▸ List of tasks:
a) Please list every deal that the trial report below mentions by name.
b) According to the trial report below, where were the two parcels involved in ERH1 located?
c) From the trial report below, reproduce the part that begins with the words "Bogus Checks" and ends with "hide Rudo’s involvement.".

▸ Extract to read:
╔══
Bervar also argued that Dezign Artz was not created to hide illegal activity, but to protect Rudo’s assets from the wife he was divorcing at the time and for consulting jobs he did outside of his work for the county.

With regard to the schemes involving affordable housing credits, Bervar argued that Sulla was not involved in either the 2014 “test run” deal by a company owned by Budhabhatti called ERH1, LLC, that was not charged in the indictments, or the Luna Loa or West View deals, “except as an attorney” for the latter two. 

Bervar pointed out that Sulla received only a few thousand dollars for his legal services for those deals, for which he provided at least one invoice.

Regarding Sulla’s actions surrounding the Plumeria deal (including the receipt of property in Ninole, which RICH then sold after Sulla learned of the FBI investigation), Bervar said that for someone to be found guilty of money laundering, the money has to come from an illegal transaction and the person has to know it was illegal.

There’s no evidence here of that, Bervar said, adding, “This is estate planning, not money laundering.”

Bogus Checks

When it came to the deals involving the award and sales of affordable housing credits, there was no question about whether or not there was a concerted effort to hide Rudo’s involvement.

Rudo testified that he approached Budhabhatti with a plan to provide him with affordable housing credits and they discussed various options of how to take advantage of them. Rudo said he trusted Budhabhatti because they had a longstanding relationship. 

“I would do affordable housing agreements. He was going to develop affordable housing,” Rudo said. That was the plan, and it started with ERH1, which involved two parcels in Keaʻau that Budhabhatti already owned. In emails, Rudo had raised the possibility of building container homes that could be rented out. Developing some kind of affordable housing would provide “cover” so “we smell like roses,” which would allow them to keep doing deals, Rudo testified.
╚══
▸ Region annotation entries:
╔══
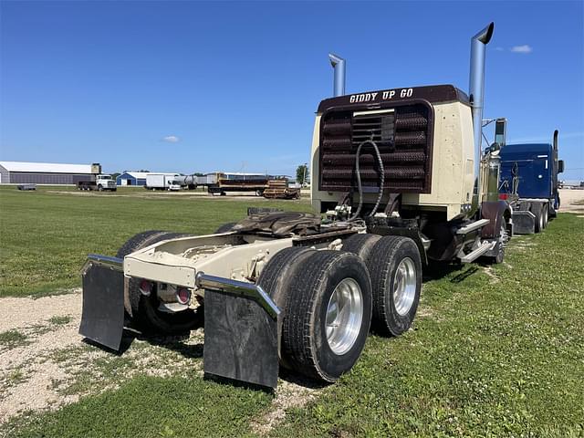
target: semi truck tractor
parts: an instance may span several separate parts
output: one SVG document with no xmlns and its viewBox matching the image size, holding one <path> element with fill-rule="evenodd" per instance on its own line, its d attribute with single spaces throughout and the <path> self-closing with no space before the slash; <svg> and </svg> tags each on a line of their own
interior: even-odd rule
<svg viewBox="0 0 584 438">
<path fill-rule="evenodd" d="M 556 217 L 560 199 L 558 130 L 551 143 L 508 144 L 501 150 L 500 197 L 513 208 L 516 234 L 540 233 Z"/>
<path fill-rule="evenodd" d="M 116 182 L 111 175 L 101 173 L 99 163 L 91 164 L 91 174 L 88 176 L 77 177 L 75 183 L 78 190 L 97 190 L 99 192 L 118 190 Z"/>
<path fill-rule="evenodd" d="M 496 148 L 481 150 L 493 30 L 471 39 L 468 95 L 344 95 L 345 62 L 331 57 L 336 96 L 318 106 L 311 148 L 315 212 L 252 209 L 214 235 L 147 231 L 115 256 L 89 256 L 79 332 L 118 349 L 125 325 L 203 325 L 205 373 L 276 387 L 280 366 L 333 382 L 370 328 L 408 330 L 426 266 L 503 260 L 511 211 L 493 182 Z"/>
</svg>

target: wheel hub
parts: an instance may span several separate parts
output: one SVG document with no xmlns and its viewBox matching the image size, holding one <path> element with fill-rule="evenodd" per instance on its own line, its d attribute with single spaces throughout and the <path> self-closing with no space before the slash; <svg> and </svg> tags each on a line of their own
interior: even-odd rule
<svg viewBox="0 0 584 438">
<path fill-rule="evenodd" d="M 327 307 L 327 341 L 335 354 L 344 354 L 355 344 L 362 319 L 361 288 L 354 279 L 345 278 L 335 287 Z"/>
</svg>

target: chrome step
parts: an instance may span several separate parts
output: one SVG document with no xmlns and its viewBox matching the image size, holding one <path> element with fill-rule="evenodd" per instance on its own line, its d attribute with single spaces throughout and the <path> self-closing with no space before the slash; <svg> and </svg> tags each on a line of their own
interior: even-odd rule
<svg viewBox="0 0 584 438">
<path fill-rule="evenodd" d="M 489 221 L 488 219 L 481 219 L 480 221 L 473 222 L 472 224 L 469 224 L 468 225 L 465 225 L 465 226 L 463 226 L 462 228 L 459 228 L 456 231 L 456 234 L 457 235 L 467 235 L 471 231 L 478 230 L 479 228 L 484 227 L 485 225 L 486 225 L 490 222 L 491 221 Z"/>
<path fill-rule="evenodd" d="M 475 250 L 461 257 L 463 263 L 471 263 L 495 247 L 496 242 L 483 242 Z"/>
</svg>

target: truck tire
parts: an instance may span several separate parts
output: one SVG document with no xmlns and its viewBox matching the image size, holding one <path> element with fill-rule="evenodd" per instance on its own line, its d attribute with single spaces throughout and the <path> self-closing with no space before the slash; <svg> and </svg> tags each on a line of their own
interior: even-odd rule
<svg viewBox="0 0 584 438">
<path fill-rule="evenodd" d="M 358 234 L 348 237 L 343 241 L 343 251 L 356 254 L 361 260 L 368 264 L 370 254 L 373 245 L 381 238 L 379 235 Z"/>
<path fill-rule="evenodd" d="M 129 254 L 162 240 L 185 237 L 191 235 L 169 231 L 150 230 L 139 233 L 130 238 L 118 251 L 117 257 L 123 258 Z M 203 325 L 203 307 L 196 310 L 187 309 L 176 313 L 158 310 L 158 297 L 155 293 L 145 297 L 140 291 L 140 281 L 130 278 L 129 301 L 131 319 L 145 334 L 177 335 L 190 331 Z"/>
<path fill-rule="evenodd" d="M 544 209 L 543 205 L 539 203 L 534 203 L 531 204 L 531 213 L 536 216 L 536 233 L 541 233 L 544 231 Z"/>
<path fill-rule="evenodd" d="M 416 315 L 422 291 L 422 259 L 409 237 L 388 235 L 373 246 L 367 265 L 373 291 L 372 327 L 400 336 Z"/>
<path fill-rule="evenodd" d="M 371 319 L 369 273 L 357 256 L 344 251 L 314 251 L 295 264 L 296 274 L 282 285 L 282 357 L 291 370 L 333 382 L 365 346 Z"/>
<path fill-rule="evenodd" d="M 214 234 L 218 235 L 220 233 L 229 233 L 235 224 L 237 223 L 228 222 L 227 224 L 224 224 L 223 225 L 221 225 L 219 228 L 215 230 Z"/>
</svg>

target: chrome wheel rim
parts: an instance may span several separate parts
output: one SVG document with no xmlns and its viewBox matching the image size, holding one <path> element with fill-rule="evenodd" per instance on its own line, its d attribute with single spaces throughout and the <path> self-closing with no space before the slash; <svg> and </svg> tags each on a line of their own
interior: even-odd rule
<svg viewBox="0 0 584 438">
<path fill-rule="evenodd" d="M 355 344 L 363 320 L 363 294 L 352 278 L 342 280 L 333 291 L 327 306 L 325 323 L 330 349 L 341 355 Z"/>
<path fill-rule="evenodd" d="M 408 314 L 416 296 L 416 266 L 410 257 L 403 258 L 393 277 L 393 305 L 402 317 Z"/>
</svg>

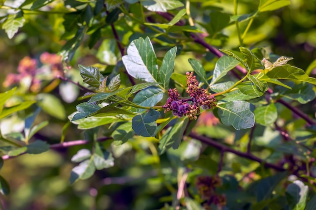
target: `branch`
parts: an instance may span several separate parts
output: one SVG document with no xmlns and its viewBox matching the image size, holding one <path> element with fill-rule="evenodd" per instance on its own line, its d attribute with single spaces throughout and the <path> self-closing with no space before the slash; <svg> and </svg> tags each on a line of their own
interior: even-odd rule
<svg viewBox="0 0 316 210">
<path fill-rule="evenodd" d="M 109 139 L 112 139 L 112 138 L 111 137 L 104 136 L 104 137 L 99 138 L 97 139 L 96 139 L 96 141 L 98 142 L 104 142 L 106 140 L 109 140 Z M 61 148 L 66 148 L 76 146 L 78 145 L 86 145 L 87 144 L 90 143 L 91 142 L 91 141 L 89 141 L 88 140 L 76 140 L 76 141 L 73 141 L 71 142 L 64 142 L 63 143 L 51 145 L 50 145 L 49 149 L 56 150 L 56 149 L 61 149 Z M 19 154 L 19 155 L 17 156 L 9 156 L 9 155 L 4 155 L 3 156 L 2 156 L 2 159 L 3 160 L 8 160 L 12 158 L 15 158 L 16 157 L 24 155 L 25 154 L 26 154 L 26 152 L 23 153 Z"/>
<path fill-rule="evenodd" d="M 217 149 L 221 150 L 223 152 L 228 152 L 230 153 L 234 153 L 238 155 L 238 156 L 242 157 L 243 158 L 247 158 L 249 160 L 252 160 L 254 161 L 257 162 L 260 164 L 263 164 L 265 166 L 268 168 L 273 168 L 277 171 L 284 171 L 285 169 L 284 169 L 282 167 L 278 166 L 277 165 L 275 165 L 270 163 L 267 163 L 264 160 L 261 159 L 257 157 L 255 157 L 253 155 L 249 153 L 243 153 L 242 152 L 240 152 L 235 150 L 234 150 L 230 147 L 227 146 L 226 145 L 222 145 L 221 144 L 217 142 L 216 142 L 210 138 L 208 138 L 207 137 L 203 136 L 202 135 L 198 135 L 196 134 L 191 132 L 189 134 L 190 137 L 192 137 L 193 138 L 197 139 L 203 143 L 205 143 L 207 145 L 211 146 Z"/>
</svg>

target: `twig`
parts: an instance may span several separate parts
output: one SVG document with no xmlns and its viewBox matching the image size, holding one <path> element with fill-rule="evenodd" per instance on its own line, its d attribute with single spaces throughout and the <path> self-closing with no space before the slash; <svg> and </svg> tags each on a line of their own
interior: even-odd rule
<svg viewBox="0 0 316 210">
<path fill-rule="evenodd" d="M 57 77 L 57 78 L 61 80 L 62 80 L 63 81 L 69 82 L 70 83 L 73 84 L 75 85 L 76 85 L 80 89 L 84 91 L 85 91 L 85 92 L 94 92 L 94 91 L 93 91 L 93 90 L 89 90 L 89 89 L 87 89 L 87 88 L 82 86 L 81 85 L 79 84 L 78 82 L 75 83 L 74 81 L 73 81 L 72 80 L 69 80 L 69 79 L 66 78 L 64 78 L 64 77 L 63 77 L 63 76 L 62 76 L 61 75 L 58 75 Z"/>
<path fill-rule="evenodd" d="M 111 139 L 112 139 L 112 138 L 111 137 L 104 136 L 104 137 L 99 138 L 96 141 L 100 142 L 103 142 L 104 141 L 109 140 Z M 52 145 L 50 145 L 50 146 L 49 147 L 49 148 L 56 150 L 58 149 L 66 148 L 76 146 L 78 145 L 86 145 L 91 142 L 88 141 L 88 140 L 76 140 L 76 141 L 73 141 L 71 142 L 64 142 L 63 143 Z M 8 160 L 12 158 L 15 158 L 16 157 L 24 155 L 25 154 L 26 154 L 26 152 L 23 153 L 19 154 L 19 155 L 17 156 L 9 156 L 9 155 L 4 155 L 3 156 L 2 156 L 2 159 L 3 160 Z"/>
<path fill-rule="evenodd" d="M 252 160 L 254 161 L 257 162 L 260 164 L 263 164 L 266 167 L 271 168 L 279 171 L 285 171 L 285 169 L 283 167 L 275 165 L 270 163 L 266 162 L 264 160 L 261 159 L 257 157 L 254 156 L 251 154 L 248 154 L 243 153 L 242 152 L 238 151 L 226 145 L 222 145 L 217 142 L 216 142 L 212 139 L 207 137 L 203 136 L 202 135 L 198 135 L 194 132 L 191 132 L 189 134 L 189 136 L 192 137 L 193 138 L 197 139 L 203 143 L 211 146 L 216 149 L 218 149 L 221 151 L 224 152 L 228 152 L 230 153 L 234 153 L 238 156 L 242 157 L 243 158 L 247 158 L 249 160 Z"/>
</svg>

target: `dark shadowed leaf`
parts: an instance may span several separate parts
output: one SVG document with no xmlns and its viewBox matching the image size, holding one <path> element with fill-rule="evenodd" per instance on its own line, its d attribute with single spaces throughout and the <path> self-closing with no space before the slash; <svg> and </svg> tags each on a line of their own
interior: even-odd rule
<svg viewBox="0 0 316 210">
<path fill-rule="evenodd" d="M 49 149 L 49 145 L 42 141 L 36 141 L 33 143 L 26 146 L 26 153 L 30 154 L 39 154 Z"/>
<path fill-rule="evenodd" d="M 102 81 L 104 79 L 98 69 L 95 67 L 85 66 L 82 65 L 78 65 L 78 66 L 83 82 L 91 86 L 98 88 L 101 85 Z"/>
<path fill-rule="evenodd" d="M 218 114 L 222 122 L 226 125 L 233 125 L 236 130 L 249 128 L 254 125 L 251 106 L 245 101 L 231 101 L 217 106 Z"/>
<path fill-rule="evenodd" d="M 160 116 L 159 112 L 150 108 L 147 112 L 133 118 L 132 127 L 137 135 L 145 137 L 153 136 L 157 127 L 155 121 Z"/>
</svg>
╚══
▸ Answers for the exercise:
a) ERH1 (the 2014 "test run" deal), Luna Loa, West View, Plumeria

b) In Keaʻau.

c)
Bogus Checks

When it came to the deals involving the award and sales of affordable housing credits, there was no question about whether or not there was a concerted effort to hide Rudo’s involvement.